Extracted information:
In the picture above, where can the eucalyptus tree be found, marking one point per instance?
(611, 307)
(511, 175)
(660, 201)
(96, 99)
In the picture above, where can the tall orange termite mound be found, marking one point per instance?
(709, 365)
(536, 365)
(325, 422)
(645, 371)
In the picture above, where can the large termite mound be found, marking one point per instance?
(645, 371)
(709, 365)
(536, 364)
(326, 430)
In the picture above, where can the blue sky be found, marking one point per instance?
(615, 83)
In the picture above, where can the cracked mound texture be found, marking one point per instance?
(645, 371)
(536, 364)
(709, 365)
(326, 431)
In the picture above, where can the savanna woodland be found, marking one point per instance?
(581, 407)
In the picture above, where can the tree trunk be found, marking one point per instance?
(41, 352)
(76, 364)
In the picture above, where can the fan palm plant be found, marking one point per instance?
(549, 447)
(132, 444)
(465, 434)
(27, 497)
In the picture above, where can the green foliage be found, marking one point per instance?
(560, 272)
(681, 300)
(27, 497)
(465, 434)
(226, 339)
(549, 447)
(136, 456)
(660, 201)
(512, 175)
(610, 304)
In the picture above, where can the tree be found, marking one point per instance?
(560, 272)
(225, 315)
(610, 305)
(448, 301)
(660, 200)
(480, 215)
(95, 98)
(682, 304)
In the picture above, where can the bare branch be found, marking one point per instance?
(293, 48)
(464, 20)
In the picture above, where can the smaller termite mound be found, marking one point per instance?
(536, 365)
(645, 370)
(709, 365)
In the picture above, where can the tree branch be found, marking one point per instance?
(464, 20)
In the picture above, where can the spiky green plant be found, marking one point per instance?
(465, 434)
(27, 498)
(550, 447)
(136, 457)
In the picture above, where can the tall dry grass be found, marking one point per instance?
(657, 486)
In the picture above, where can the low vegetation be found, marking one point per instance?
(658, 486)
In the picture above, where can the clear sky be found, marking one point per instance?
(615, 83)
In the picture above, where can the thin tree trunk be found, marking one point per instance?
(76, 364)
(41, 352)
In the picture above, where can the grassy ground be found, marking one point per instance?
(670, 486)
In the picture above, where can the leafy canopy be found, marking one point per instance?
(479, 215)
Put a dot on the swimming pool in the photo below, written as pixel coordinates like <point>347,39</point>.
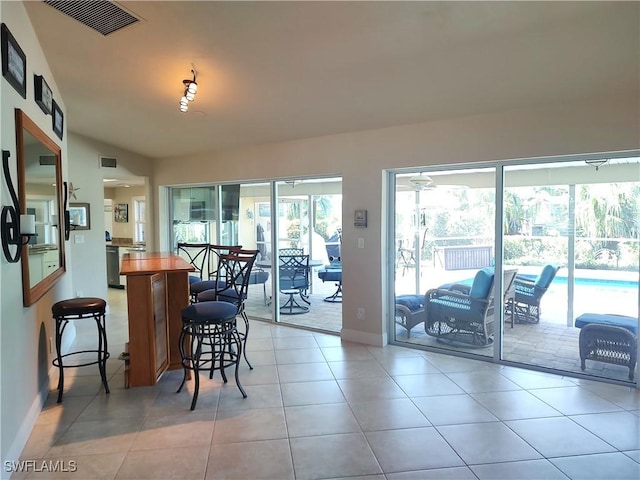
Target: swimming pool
<point>592,282</point>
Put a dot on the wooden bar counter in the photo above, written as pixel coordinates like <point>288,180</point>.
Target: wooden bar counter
<point>157,291</point>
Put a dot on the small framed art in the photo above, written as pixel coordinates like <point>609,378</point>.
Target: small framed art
<point>44,97</point>
<point>121,212</point>
<point>360,219</point>
<point>14,62</point>
<point>58,119</point>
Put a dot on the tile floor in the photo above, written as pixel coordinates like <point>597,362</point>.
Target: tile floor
<point>319,408</point>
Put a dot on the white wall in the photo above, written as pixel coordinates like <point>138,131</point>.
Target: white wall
<point>24,332</point>
<point>89,258</point>
<point>595,125</point>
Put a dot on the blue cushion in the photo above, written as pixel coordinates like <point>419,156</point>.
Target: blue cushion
<point>546,276</point>
<point>452,303</point>
<point>210,311</point>
<point>258,277</point>
<point>412,302</point>
<point>213,295</point>
<point>482,283</point>
<point>630,323</point>
<point>203,285</point>
<point>331,274</point>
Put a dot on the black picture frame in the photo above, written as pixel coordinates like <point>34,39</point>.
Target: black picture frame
<point>43,94</point>
<point>57,119</point>
<point>121,212</point>
<point>14,62</point>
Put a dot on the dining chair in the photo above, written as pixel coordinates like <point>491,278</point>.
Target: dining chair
<point>224,286</point>
<point>209,281</point>
<point>209,339</point>
<point>197,255</point>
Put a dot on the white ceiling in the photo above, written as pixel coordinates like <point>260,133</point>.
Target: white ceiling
<point>276,71</point>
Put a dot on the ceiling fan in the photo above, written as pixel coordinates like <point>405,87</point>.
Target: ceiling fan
<point>422,182</point>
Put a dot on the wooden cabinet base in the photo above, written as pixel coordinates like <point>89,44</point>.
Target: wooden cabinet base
<point>155,300</point>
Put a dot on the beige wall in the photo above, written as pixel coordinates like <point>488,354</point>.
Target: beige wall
<point>24,332</point>
<point>89,263</point>
<point>595,125</point>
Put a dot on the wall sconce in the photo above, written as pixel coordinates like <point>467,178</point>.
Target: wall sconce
<point>15,228</point>
<point>190,89</point>
<point>67,216</point>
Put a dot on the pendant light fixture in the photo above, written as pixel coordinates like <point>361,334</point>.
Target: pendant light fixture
<point>190,90</point>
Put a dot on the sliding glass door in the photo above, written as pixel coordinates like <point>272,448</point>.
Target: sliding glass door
<point>567,241</point>
<point>305,214</point>
<point>444,235</point>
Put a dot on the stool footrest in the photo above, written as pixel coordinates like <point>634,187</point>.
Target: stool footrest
<point>92,362</point>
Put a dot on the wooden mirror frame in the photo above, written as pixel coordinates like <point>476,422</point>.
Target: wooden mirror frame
<point>31,294</point>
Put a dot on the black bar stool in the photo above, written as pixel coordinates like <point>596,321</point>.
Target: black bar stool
<point>76,309</point>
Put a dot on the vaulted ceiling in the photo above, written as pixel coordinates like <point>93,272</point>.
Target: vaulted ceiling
<point>277,71</point>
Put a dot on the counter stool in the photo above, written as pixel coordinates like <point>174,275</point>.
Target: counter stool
<point>209,338</point>
<point>76,309</point>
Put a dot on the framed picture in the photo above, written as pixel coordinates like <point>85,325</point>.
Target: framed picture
<point>14,62</point>
<point>58,119</point>
<point>360,219</point>
<point>80,216</point>
<point>44,97</point>
<point>121,212</point>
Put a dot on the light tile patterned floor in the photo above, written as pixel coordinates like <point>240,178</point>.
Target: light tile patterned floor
<point>320,408</point>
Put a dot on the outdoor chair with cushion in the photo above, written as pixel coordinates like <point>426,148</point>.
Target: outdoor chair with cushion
<point>529,292</point>
<point>333,273</point>
<point>462,317</point>
<point>608,338</point>
<point>409,311</point>
<point>294,280</point>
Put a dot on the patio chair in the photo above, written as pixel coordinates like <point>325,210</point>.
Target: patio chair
<point>608,338</point>
<point>529,292</point>
<point>463,314</point>
<point>294,279</point>
<point>409,311</point>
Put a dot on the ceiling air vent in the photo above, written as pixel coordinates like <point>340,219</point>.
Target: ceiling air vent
<point>103,16</point>
<point>108,162</point>
<point>48,159</point>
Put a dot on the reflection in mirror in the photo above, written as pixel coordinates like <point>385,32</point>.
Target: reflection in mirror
<point>40,174</point>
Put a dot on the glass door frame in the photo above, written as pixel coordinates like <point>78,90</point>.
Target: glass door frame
<point>389,276</point>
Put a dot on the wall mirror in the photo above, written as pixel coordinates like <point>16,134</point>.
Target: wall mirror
<point>40,192</point>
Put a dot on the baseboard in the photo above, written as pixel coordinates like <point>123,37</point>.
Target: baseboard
<point>21,438</point>
<point>29,421</point>
<point>357,336</point>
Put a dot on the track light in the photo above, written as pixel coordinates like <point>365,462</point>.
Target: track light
<point>190,89</point>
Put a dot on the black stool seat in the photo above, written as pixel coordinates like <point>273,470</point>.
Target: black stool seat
<point>78,306</point>
<point>76,309</point>
<point>209,340</point>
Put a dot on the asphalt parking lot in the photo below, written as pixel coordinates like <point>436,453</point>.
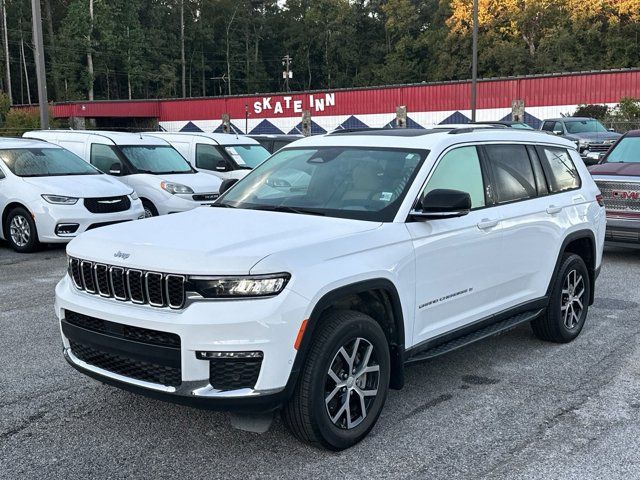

What to do:
Set every entry down again exactly as written, and omit the images.

Reply:
In the picture above, where can the eucalyptus tree be found, marking one point per instance?
(611, 307)
(511, 175)
(660, 201)
(96, 99)
In the picture above, where can the tall orange termite mound be found, marking one point per instance?
(709, 365)
(536, 365)
(325, 422)
(645, 371)
In the picture above, where can the large termite mound be found, marking one point per instance?
(645, 371)
(709, 365)
(536, 364)
(326, 430)
In the picture above, where can the blue sky be found, marking one point per instance?
(615, 83)
In the picture above, where can the cracked mound texture be found, marking one point per instance?
(645, 371)
(536, 364)
(709, 365)
(326, 431)
In the picture above, where can the savanna woodland be found, marking one point per instance?
(581, 407)
In the picture above, where can the tree trunk be found, marking one point per instance?
(41, 352)
(76, 364)
In the picture above, where can the fan palm plant be found, marking one point per instance?
(549, 447)
(132, 444)
(465, 434)
(27, 497)
In the picture above, where can the green foliage be found, marking one point per instance?
(560, 272)
(681, 300)
(27, 497)
(465, 434)
(226, 339)
(549, 447)
(136, 456)
(660, 201)
(512, 175)
(610, 304)
In the picture above, where can the tree be found, marking one point per instance?
(560, 272)
(225, 315)
(610, 305)
(448, 301)
(660, 200)
(480, 215)
(95, 98)
(682, 304)
In the picture above, where can the bare branch be found, marking one point per instance?
(293, 48)
(464, 20)
In the picture above, where can the smaller termite mound be found, marking one point per instance?
(536, 365)
(645, 370)
(709, 365)
In the picture above, where can the tree branch be found, marking one point per instance?
(464, 20)
In the picture above, where can the spiky green plant be found, marking one point per instance?
(465, 434)
(27, 498)
(550, 447)
(136, 457)
In the picture above, where can the tall dry grass be found, marking one point per instance?
(657, 486)
In the picture above, where can the low vegetation be found, marking one point per instance?
(658, 486)
In the picture above, where can the clear sky be found, marking one point per instance?
(615, 83)
In the picture above, where can the thin tree trunk be found, marking one point per instance?
(76, 364)
(41, 352)
In the picture above, where can the grassy ground be found, marking one point per instance?
(670, 486)
In the picture above, where can the leafy canopy be found, marking one point per instance?
(479, 215)
Put a dot on the swimming pool in the photo below, written as pixel coordinates like <point>347,39</point>.
Target: swimming pool
<point>592,282</point>
Put a dot on the wooden bar counter in the photo above, written as pixel coordinates like <point>288,180</point>.
Target: wooden bar counter
<point>157,291</point>
Put a dot on the small framed art in the photo above, written as pixel coordinates like <point>609,378</point>.
Target: small framed art
<point>44,97</point>
<point>121,212</point>
<point>360,219</point>
<point>14,62</point>
<point>58,119</point>
Put a dot on the tile floor in the photo above, written as pixel coordinates like <point>597,362</point>.
Target: tile floor
<point>319,408</point>
Put a dot on the white wall in the photo above, written as pixel coordinates like <point>138,131</point>.
Target: white wall
<point>24,332</point>
<point>89,258</point>
<point>595,125</point>
Put a dot on the blue cushion in the photo above, written as pixel coordinates like <point>419,156</point>.
Target: blue cushion
<point>546,276</point>
<point>452,303</point>
<point>210,311</point>
<point>258,277</point>
<point>412,302</point>
<point>213,295</point>
<point>482,283</point>
<point>630,323</point>
<point>203,285</point>
<point>331,274</point>
Put a dot on the black picture frame in the photo above, written as pixel coordinates like <point>34,39</point>.
Target: black picture frame
<point>43,94</point>
<point>57,119</point>
<point>121,212</point>
<point>14,62</point>
Put a dot on the dining chair in the photo above, written as pixel coordinates like <point>491,278</point>.
Target: dining chair
<point>224,286</point>
<point>209,281</point>
<point>209,339</point>
<point>197,255</point>
Put a dot on the white ceiling in the photo above, written as pixel coordinates like <point>260,133</point>.
Target: white ceiling
<point>276,71</point>
Put a dot on the ceiling fan in the photo above, written as pixel coordinates like <point>405,87</point>.
Target: ceiling fan
<point>422,182</point>
Put a dot on the wooden cabinet base in the photo above, written as pixel coordinates like <point>89,44</point>.
Target: wooden cabinet base
<point>155,300</point>
Put a dot on the beige wall in the photo above, written as pixel coordinates like <point>488,354</point>.
Target: beige wall
<point>24,332</point>
<point>89,263</point>
<point>595,125</point>
Put a dot on the wall sconce in the photo above, written as pixel coordinates like <point>467,178</point>.
Target: wall sconce
<point>15,228</point>
<point>190,89</point>
<point>67,216</point>
Put a dot on the pendant light fixture in the photo above, written as pixel coordinates like <point>361,334</point>.
Target: pendant light fixture
<point>190,90</point>
Put a dot on the sliding glass door in the photo above, written as pixel coordinates like <point>272,448</point>.
Target: sliding glass door
<point>567,241</point>
<point>305,214</point>
<point>444,235</point>
Put a dot on the stool footrest in the photo above, written as pixel coordinates like <point>634,187</point>.
Target: stool footrest
<point>92,362</point>
Put a dot on the wooden mirror frame in the photo above, written as pixel coordinates like <point>476,422</point>.
Target: wooden mirror frame
<point>31,294</point>
Put a dot on the black bar stool in the photo above, written as pixel coordinates like <point>596,321</point>.
Target: black bar stool
<point>76,309</point>
Put a dot on the vaulted ceiling in the photo above, written as pixel coordinates like <point>93,272</point>.
Target: vaulted ceiling
<point>277,71</point>
Put a dot on the counter stool in the photo above, written as pixel coordinates like <point>174,275</point>.
Target: counter stool
<point>209,338</point>
<point>76,309</point>
Put a dot on the framed picture in the photo above, written as pixel coordinates like <point>85,325</point>.
Target: framed picture
<point>14,62</point>
<point>58,119</point>
<point>360,219</point>
<point>80,216</point>
<point>44,97</point>
<point>121,212</point>
Put a dot on the light tile patterned floor in the photo above, written as pixel coordinates like <point>240,178</point>.
Target: light tile patterned floor
<point>320,408</point>
Put a dot on the outdoor chair with cushion in the photo above, written as pixel coordinates like <point>426,148</point>.
Target: outdoor chair with cushion
<point>529,292</point>
<point>333,273</point>
<point>462,317</point>
<point>608,338</point>
<point>409,311</point>
<point>294,280</point>
Put a dot on the patio chair in the photo above, written as pixel coordinates like <point>325,210</point>.
Target: patio chair
<point>608,338</point>
<point>529,292</point>
<point>463,314</point>
<point>294,279</point>
<point>409,311</point>
Put a dot on the ceiling air vent in the photo above, written as pixel coordinates like <point>340,219</point>.
Target: ceiling air vent
<point>103,16</point>
<point>108,162</point>
<point>48,159</point>
Put a dot on the reflection in mirror in the photo above, written as pixel coordinates like <point>385,32</point>.
Target: reflection in mirror
<point>40,174</point>
Put a dot on the glass door frame in the photo above, written as pixel coordinates like <point>78,90</point>.
Target: glass door frame
<point>389,276</point>
Put a dot on the wall mirror in the photo above, written as pixel coordinates like <point>16,134</point>.
Target: wall mirror
<point>40,192</point>
Put a dot on the baseboard in the photo above, written as pixel coordinates like <point>123,37</point>.
Target: baseboard
<point>21,438</point>
<point>29,421</point>
<point>357,336</point>
Put a dot on the track light in the photo above, written as pixel coordinates like <point>365,462</point>.
Target: track light
<point>190,89</point>
Put a dot on the black stool seat in the photo above, written as pixel coordinates like <point>273,470</point>.
Target: black stool seat
<point>78,306</point>
<point>76,309</point>
<point>209,340</point>
Put a dot on the asphalt parking lot in the photo below, written as pixel coordinates like <point>436,453</point>.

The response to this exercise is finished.